##### Rows
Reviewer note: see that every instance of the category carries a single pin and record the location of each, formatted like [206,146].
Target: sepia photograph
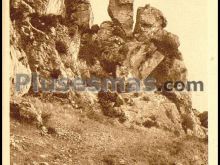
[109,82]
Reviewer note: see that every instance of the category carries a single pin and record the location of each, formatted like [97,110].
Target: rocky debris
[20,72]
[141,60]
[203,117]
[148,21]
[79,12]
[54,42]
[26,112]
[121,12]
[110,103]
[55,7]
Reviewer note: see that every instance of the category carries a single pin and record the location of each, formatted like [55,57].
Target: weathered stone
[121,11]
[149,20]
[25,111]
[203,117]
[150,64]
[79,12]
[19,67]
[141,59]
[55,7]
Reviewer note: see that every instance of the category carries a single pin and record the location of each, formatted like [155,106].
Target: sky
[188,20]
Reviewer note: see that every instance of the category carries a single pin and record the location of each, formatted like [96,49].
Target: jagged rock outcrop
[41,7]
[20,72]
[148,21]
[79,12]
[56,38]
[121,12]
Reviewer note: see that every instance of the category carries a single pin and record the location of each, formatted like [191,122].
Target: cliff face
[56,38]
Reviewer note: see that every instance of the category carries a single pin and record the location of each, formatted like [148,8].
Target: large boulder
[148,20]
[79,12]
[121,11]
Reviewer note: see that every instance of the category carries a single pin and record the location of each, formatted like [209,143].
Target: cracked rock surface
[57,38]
##########
##### Rows
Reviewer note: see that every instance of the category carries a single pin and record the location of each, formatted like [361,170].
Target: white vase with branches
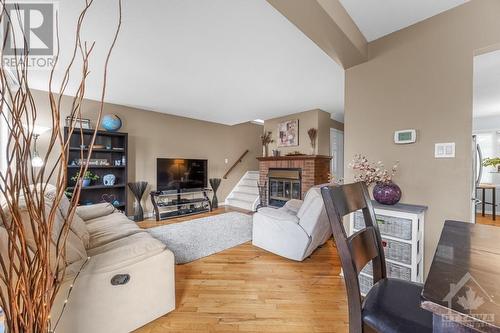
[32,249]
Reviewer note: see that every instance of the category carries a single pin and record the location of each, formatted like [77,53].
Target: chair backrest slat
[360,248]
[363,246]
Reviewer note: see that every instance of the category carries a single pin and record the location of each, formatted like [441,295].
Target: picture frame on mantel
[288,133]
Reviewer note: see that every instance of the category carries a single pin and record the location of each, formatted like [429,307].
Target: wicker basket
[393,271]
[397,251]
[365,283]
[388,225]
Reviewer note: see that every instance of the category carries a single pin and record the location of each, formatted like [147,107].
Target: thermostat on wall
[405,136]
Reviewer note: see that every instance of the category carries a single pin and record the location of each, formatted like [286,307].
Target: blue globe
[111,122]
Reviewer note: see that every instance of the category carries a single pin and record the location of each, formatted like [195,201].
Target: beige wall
##########
##### Rows
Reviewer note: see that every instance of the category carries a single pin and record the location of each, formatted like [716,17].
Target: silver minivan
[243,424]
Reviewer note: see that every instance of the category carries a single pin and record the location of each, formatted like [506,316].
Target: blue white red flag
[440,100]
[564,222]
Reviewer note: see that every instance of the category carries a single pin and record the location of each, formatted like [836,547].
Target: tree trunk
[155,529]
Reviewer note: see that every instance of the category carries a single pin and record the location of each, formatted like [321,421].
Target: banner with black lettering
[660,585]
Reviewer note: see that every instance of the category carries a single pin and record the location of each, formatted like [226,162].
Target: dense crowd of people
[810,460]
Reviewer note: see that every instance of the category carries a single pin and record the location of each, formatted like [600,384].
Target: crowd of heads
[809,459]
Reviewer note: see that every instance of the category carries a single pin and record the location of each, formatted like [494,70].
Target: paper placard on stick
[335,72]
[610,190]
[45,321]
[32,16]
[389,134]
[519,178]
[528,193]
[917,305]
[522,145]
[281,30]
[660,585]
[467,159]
##########
What the task asks ▸ Rewrite the material starting at the line that contains "formatted like [195,201]." and ending after the line that contains "Target: beige wall". Change "beige" to "cream" and keep everything else the same.

The response ▸
Reviewer note: see that every instance of the category carries a single pin and record the location of each, formatted like [195,201].
Target: cream wall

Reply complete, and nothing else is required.